**TASK INSTRUCTIONS:** In the data that follows, count each line with the string "white"; the reply is the number only.

**RECORDS FOR PROCESSING:**
━━━━

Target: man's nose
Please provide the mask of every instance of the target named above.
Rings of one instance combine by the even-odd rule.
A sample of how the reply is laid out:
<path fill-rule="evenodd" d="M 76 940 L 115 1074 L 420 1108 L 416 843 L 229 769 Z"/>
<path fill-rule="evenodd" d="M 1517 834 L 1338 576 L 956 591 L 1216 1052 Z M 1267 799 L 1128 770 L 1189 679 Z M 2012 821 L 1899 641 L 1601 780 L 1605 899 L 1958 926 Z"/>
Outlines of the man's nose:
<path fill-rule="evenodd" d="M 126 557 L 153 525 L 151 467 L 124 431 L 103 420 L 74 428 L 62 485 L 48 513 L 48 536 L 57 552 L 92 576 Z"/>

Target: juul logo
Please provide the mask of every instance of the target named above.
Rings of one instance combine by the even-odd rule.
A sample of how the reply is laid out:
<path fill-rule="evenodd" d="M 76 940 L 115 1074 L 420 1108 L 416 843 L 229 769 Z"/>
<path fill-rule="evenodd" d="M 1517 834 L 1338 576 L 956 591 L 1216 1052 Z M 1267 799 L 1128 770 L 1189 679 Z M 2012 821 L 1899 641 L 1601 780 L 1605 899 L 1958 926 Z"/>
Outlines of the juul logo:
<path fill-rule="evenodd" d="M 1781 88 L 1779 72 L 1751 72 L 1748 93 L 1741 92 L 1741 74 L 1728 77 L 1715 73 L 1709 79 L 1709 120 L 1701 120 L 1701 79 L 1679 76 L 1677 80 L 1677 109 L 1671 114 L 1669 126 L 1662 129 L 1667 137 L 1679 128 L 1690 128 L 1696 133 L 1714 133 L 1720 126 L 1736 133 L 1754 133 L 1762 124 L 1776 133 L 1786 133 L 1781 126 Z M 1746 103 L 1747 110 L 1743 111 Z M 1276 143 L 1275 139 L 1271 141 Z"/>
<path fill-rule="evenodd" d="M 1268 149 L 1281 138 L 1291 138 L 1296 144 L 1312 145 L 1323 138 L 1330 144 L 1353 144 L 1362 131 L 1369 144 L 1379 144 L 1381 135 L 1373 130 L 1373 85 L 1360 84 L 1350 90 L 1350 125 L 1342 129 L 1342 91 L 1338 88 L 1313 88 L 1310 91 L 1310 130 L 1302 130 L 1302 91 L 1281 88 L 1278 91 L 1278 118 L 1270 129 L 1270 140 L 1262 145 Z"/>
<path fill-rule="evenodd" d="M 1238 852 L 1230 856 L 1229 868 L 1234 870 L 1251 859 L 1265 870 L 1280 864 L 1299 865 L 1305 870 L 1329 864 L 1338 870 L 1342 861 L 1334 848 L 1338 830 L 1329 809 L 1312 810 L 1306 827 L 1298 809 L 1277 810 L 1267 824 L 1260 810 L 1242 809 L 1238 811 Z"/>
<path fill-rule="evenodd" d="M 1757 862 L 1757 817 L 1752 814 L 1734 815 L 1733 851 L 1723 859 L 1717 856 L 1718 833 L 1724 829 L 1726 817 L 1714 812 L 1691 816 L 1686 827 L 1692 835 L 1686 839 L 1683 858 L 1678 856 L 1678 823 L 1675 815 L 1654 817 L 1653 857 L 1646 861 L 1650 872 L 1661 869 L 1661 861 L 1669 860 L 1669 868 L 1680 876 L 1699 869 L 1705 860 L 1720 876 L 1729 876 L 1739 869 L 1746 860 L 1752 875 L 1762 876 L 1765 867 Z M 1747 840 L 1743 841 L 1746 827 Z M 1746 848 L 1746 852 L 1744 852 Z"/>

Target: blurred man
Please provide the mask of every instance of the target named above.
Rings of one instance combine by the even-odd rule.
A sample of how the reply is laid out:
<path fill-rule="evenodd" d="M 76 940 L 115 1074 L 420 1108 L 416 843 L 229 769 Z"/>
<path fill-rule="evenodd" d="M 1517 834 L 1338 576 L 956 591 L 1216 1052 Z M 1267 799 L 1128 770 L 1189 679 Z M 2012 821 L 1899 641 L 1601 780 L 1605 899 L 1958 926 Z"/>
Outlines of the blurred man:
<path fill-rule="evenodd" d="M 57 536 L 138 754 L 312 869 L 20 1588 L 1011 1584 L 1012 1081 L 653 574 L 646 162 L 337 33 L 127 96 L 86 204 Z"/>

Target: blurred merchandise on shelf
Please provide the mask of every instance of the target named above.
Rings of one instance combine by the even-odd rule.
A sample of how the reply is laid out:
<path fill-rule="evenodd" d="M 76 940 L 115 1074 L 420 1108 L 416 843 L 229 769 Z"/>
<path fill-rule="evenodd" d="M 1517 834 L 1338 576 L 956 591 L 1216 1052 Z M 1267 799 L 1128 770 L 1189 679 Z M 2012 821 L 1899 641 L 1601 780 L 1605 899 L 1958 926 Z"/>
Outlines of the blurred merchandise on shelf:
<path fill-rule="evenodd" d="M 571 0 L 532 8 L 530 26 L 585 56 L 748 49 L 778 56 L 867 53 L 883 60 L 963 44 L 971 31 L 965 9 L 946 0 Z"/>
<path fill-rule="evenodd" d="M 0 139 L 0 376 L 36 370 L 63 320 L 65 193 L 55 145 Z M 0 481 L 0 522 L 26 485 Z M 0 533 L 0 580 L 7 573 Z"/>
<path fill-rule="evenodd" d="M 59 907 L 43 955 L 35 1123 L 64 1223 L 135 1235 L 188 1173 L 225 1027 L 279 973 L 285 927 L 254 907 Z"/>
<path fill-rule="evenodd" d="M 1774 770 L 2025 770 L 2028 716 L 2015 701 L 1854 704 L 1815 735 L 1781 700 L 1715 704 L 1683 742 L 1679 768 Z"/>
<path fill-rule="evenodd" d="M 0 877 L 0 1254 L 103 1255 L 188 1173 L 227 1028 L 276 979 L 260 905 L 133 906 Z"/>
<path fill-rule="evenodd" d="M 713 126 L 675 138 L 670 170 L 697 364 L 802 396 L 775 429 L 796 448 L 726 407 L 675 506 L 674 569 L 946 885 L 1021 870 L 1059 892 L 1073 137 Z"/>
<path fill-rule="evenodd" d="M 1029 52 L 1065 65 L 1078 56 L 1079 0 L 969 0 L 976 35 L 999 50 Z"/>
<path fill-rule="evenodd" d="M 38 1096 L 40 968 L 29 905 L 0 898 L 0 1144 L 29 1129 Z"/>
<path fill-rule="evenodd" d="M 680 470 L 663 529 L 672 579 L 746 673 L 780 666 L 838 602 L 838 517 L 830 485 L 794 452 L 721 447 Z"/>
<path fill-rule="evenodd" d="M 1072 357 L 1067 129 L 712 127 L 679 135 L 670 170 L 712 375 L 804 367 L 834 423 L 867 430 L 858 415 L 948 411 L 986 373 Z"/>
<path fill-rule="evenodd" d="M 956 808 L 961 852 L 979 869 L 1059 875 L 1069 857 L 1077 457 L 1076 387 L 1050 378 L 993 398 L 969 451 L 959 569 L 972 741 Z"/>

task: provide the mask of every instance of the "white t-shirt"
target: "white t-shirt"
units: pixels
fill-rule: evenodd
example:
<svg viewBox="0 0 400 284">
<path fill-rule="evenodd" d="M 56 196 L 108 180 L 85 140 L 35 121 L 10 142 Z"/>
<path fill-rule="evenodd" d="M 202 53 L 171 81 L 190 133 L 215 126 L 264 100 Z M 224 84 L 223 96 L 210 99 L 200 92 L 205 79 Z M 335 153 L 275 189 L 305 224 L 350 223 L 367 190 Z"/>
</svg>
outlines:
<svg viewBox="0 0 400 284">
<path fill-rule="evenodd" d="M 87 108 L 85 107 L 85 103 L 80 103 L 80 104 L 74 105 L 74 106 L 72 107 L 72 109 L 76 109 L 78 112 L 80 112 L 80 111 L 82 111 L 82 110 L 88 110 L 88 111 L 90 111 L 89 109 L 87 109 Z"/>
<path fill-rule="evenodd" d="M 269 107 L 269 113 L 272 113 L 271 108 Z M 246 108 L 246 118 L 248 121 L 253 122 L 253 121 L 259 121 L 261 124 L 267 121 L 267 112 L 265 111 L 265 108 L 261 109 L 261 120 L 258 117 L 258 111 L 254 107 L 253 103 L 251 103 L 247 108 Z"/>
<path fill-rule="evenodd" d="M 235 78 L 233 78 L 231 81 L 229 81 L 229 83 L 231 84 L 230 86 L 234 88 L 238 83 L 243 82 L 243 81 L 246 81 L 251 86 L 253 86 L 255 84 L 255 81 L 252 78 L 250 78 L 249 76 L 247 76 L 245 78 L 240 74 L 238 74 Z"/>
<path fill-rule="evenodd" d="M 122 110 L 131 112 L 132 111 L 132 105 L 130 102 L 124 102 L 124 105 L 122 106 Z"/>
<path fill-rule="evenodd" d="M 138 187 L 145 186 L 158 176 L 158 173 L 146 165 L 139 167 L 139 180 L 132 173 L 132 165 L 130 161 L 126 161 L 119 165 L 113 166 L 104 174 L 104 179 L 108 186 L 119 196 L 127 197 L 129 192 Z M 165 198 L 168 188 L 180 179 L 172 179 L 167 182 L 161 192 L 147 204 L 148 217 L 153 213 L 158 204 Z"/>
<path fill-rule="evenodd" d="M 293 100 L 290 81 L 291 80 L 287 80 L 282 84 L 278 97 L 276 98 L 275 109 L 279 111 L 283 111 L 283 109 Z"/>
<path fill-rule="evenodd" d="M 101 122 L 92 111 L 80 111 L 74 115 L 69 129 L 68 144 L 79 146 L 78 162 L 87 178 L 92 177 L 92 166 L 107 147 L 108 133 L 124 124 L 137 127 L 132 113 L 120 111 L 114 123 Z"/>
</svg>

━━━━

**ANSWER FOR THIS EXERCISE:** 2